● Written exercise: Reproduce the lines below, changing "list the coordinates" to "write down the coordinates" wherever it occurs and leaving everything else unchanged.

● Materials provided:
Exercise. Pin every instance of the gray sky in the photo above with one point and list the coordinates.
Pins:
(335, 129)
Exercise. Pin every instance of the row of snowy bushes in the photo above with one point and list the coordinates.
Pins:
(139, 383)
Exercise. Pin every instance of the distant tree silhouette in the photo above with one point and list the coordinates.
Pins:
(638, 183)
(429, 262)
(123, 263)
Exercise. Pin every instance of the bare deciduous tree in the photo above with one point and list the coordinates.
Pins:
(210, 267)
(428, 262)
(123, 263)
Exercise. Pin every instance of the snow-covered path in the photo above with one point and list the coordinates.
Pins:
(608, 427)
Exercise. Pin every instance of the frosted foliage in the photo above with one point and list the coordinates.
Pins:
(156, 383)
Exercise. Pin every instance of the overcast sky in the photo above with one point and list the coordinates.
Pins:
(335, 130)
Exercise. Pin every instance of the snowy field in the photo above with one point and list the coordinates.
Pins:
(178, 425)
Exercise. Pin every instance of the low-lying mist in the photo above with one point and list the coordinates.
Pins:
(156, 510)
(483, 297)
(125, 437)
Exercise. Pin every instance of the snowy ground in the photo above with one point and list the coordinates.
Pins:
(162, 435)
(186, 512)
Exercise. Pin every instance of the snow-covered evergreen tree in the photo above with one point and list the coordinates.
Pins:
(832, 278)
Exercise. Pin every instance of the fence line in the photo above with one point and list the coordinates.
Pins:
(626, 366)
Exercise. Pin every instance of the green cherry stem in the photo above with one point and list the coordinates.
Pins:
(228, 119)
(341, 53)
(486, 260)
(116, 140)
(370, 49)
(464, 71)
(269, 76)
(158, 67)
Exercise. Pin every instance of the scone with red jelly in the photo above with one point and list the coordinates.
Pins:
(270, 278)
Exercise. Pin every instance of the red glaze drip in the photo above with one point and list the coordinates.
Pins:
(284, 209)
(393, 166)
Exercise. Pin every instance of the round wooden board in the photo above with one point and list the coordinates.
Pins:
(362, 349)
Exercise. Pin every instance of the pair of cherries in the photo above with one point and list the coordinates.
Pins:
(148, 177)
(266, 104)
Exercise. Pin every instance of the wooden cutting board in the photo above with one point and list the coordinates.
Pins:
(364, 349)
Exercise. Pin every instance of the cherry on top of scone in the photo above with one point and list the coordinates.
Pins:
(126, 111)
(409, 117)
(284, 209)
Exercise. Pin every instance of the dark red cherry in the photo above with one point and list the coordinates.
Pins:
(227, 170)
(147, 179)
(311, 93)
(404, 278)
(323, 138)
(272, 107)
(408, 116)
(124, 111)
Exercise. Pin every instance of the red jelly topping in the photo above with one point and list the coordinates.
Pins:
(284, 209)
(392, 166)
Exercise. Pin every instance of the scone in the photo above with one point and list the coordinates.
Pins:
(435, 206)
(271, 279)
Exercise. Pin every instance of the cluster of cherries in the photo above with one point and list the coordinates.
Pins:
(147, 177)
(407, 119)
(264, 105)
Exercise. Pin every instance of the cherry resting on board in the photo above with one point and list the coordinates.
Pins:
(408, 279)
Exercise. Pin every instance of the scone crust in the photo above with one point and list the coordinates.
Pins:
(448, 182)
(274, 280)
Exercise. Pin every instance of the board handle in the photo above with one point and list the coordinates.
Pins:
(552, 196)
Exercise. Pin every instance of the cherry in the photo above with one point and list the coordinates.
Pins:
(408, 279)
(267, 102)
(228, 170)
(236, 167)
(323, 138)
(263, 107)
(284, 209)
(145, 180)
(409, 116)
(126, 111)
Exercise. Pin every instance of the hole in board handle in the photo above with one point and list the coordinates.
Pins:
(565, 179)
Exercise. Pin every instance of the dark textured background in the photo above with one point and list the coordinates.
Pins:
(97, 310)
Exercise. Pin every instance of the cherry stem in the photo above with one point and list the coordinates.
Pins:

● Solution for this exercise:
Exercise. Pin every instance of the gray sky in the photo above with one point and write down the coordinates.
Pins:
(335, 129)
Exercise. Pin every instance of the row of snowy bushes in the photo above with one point and write down the coordinates.
Pins:
(139, 383)
Exercise. Pin every instance of the distant tree silhouette in the photo above with one point and write down the coordinates.
Pins:
(638, 183)
(429, 262)
(123, 263)
Exercise. Pin every instance of the bare deciduous tree in the photo above with one point and write down the coordinates.
Pins:
(210, 267)
(428, 262)
(123, 263)
Exercise. Pin every instance of the snow-covered path in the photo above with one point and write down the coordinates.
Pins:
(608, 427)
Exercise. Pin every instance of the frosted foliage in the photo above with one point and write down the coordinates.
Pins:
(156, 383)
Exercise. Pin every instance of the overcast sky in the photo above with one point and write down the coordinates.
Pins:
(335, 130)
Exercise. Pin every instance of the snowy field in the photo above with one point and write down the coordinates.
Pins:
(178, 425)
Exercise. Pin every instance of the low-lying mist in the photo above with one point and write down the coordinates.
Pins:
(156, 510)
(483, 297)
(125, 437)
Exercise. Pin every instance of the snowy ground in the photo above with one point and write down the coordinates.
Pins:
(162, 435)
(186, 512)
Exercise. Pin every instance of the snow-covered evergreen tree in the photo above with one point and write down the coordinates.
Pins:
(832, 278)
Exercise. Pin every instance of the fence line in the photo above with one point and write down the coordinates.
Pins:
(626, 366)
Exercise. Pin every instance of the green cherry stem in the photo above with one point and write down the coordinates.
Pins:
(228, 119)
(341, 53)
(486, 260)
(116, 140)
(370, 49)
(464, 71)
(269, 76)
(158, 67)
Exercise. Pin every instance of the scone with red jelly in the photo above with one point and write down the coordinates.
Pins:
(270, 278)
Exercise. Pin every instance of the red glaze drip in the photo above with one point and write down the coordinates.
Pins:
(284, 209)
(393, 166)
Exercise. Pin every instance of the round wooden board in the photo above with one point and write down the coordinates.
Pins:
(362, 349)
Exercise. Pin every instance of the pair of cherries in the photo above with one point and write down the coordinates.
Pins:
(148, 177)
(266, 104)
Exercise. Pin every instance of the wooden cutting board in the photo above with one point and write down the coordinates.
Pins:
(364, 349)
Exercise. Pin every instance of the cherry on top of scone in the photo above with one point and write down the coordinates.
Pins:
(126, 111)
(409, 117)
(284, 209)
Exercise. Pin every instance of the dark red cherry in the photo above with one point and write down the coordinates.
Pins:
(227, 170)
(147, 179)
(311, 93)
(404, 278)
(323, 138)
(272, 107)
(408, 116)
(124, 111)
Exercise. Pin every instance of the red jelly topping in the photo above with one point and write down the coordinates.
Pins:
(284, 209)
(392, 166)
Exercise. Pin every instance of the scone in the photo above with one point and write down the coordinates.
Pins:
(435, 206)
(271, 279)
Exercise. Pin every instance of the cluster of cherries in the photo above with one point and write down the coordinates.
Pins:
(147, 177)
(407, 119)
(264, 105)
Exercise. Pin every instance of the cherry resting on board in the photo above with one point and write down the coordinates.
Pins:
(408, 279)
Exercise. Pin every instance of the scone crust in the photo above with one point and write down the coordinates.
Pins:
(448, 182)
(274, 280)
Exercise. Pin every instance of the board handle in the photo above with one point and write down the coordinates.
Pins:
(552, 196)
Exercise. Pin every instance of the cherry in the photo above with one point and write down the coordinates.
Pins:
(408, 279)
(267, 102)
(228, 170)
(236, 167)
(323, 138)
(263, 107)
(284, 209)
(145, 180)
(409, 116)
(126, 111)
Exercise. Pin every instance of the hole in board handle in the photo above with one point and write down the coordinates.
Pins:
(565, 179)
Exercise. Pin every instance of the dark textured background in the photo above with one point and write down the coordinates.
Pins:
(97, 310)
Exercise. Pin every instance of the cherry stem in the photo above with one point and write down the coordinates.
Pins:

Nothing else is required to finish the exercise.